AVAILABLE DATA.
• • • •

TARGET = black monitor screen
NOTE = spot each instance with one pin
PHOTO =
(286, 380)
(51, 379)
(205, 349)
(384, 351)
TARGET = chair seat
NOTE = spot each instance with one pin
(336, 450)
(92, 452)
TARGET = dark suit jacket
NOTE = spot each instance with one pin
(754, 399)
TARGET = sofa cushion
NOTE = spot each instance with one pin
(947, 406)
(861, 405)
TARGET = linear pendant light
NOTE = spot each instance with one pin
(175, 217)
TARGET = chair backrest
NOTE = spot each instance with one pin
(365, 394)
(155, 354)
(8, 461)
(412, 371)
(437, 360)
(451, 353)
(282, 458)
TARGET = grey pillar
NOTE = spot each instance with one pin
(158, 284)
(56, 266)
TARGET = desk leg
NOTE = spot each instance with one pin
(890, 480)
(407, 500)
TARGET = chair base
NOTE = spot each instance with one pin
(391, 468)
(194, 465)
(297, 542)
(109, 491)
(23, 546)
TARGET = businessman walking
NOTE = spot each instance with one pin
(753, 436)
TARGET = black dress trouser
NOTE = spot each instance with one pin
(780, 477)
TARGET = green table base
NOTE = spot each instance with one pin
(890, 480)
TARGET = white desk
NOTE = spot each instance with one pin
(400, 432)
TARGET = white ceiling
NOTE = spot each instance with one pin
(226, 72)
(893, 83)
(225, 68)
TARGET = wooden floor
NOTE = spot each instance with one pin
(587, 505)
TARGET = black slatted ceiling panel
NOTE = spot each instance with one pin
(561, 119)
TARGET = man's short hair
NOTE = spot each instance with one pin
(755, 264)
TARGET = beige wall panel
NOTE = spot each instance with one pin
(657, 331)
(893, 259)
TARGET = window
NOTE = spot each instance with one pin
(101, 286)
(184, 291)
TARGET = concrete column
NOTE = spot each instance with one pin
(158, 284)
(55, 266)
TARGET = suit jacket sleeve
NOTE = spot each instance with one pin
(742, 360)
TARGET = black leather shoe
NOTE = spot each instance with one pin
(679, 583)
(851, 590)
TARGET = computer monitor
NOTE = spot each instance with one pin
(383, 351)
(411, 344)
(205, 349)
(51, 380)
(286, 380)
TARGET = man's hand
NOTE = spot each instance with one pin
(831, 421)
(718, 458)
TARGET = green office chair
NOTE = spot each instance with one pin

• • • •

PROBLEM DESCRIPTION. Swap every "one pin" in the lines above for "a single marker" and give all the lines again with nothing else altered.

TASK SOLUTION.
TARGET = black monitor screen
NOTE = spot each instance with a single marker
PHOTO =
(286, 380)
(51, 379)
(205, 349)
(384, 351)
TARGET = chair seat
NOTE = spot each instance with a single marker
(336, 450)
(92, 452)
TARGET = dark suit jacket
NOTE = spot each instance with a single marker
(754, 399)
TARGET = sofa cushion
NOTE = spot each instance with a single marker
(947, 406)
(861, 405)
TARGET = linear pendant light
NOTE = spot each instance with a single marker
(175, 217)
TARGET = chair backrest
NOTE = spot each instance with a single marker
(365, 394)
(155, 354)
(8, 461)
(412, 371)
(437, 360)
(451, 353)
(282, 458)
TARGET = grey pillar
NOTE = spot each instance with a single marker
(158, 284)
(56, 266)
TARGET = desk leg
NOTE = spot each instance with a single marker
(890, 480)
(407, 500)
TARGET = chair base
NOTE = spot each instance with a single marker
(391, 468)
(194, 465)
(297, 542)
(109, 491)
(23, 546)
TARGET = businessman walking
NOTE = spot each instance with a single marker
(753, 436)
TARGET = black dress trouser
NOTE = spot each instance with a single marker
(780, 477)
TARGET = green table base
NOTE = spot each instance with a single marker
(890, 480)
TARGET = white desk
NOTE = spot each instance with a single marker
(400, 432)
TARGET = white ceiling
NOTE = spot each instance with a single marker
(226, 72)
(893, 83)
(225, 68)
TARGET = wooden floor
NOTE = spot each instance with a single marker
(587, 505)
TARGET = black slatted ceiling panel
NOTE = spot each instance with a single marker
(561, 119)
TARGET = man's short hair
NOTE = spot each instance with a single marker
(755, 264)
TARGET = beige wall panel
NOTE = spot each instance with a single marker
(657, 331)
(893, 259)
TARGET = window
NOTE = spot each instance with a single marker
(101, 286)
(184, 291)
TARGET = concrete column
NOTE = spot each instance with a single marker
(158, 284)
(55, 266)
TARGET = suit jacket sleeve
NOTE = spot each instance with a single marker
(742, 360)
TARGET = black leather shoe
NOTE = spot each instance with a single marker
(679, 583)
(851, 590)
TARGET = computer monitor
NOTE = spot each instance with a single marker
(383, 351)
(411, 344)
(205, 349)
(51, 380)
(286, 380)
TARGET = man's hand
NOTE = spot each instance with a single marker
(831, 421)
(718, 458)
TARGET = green office chair
NOTE = spot each instance with a single marker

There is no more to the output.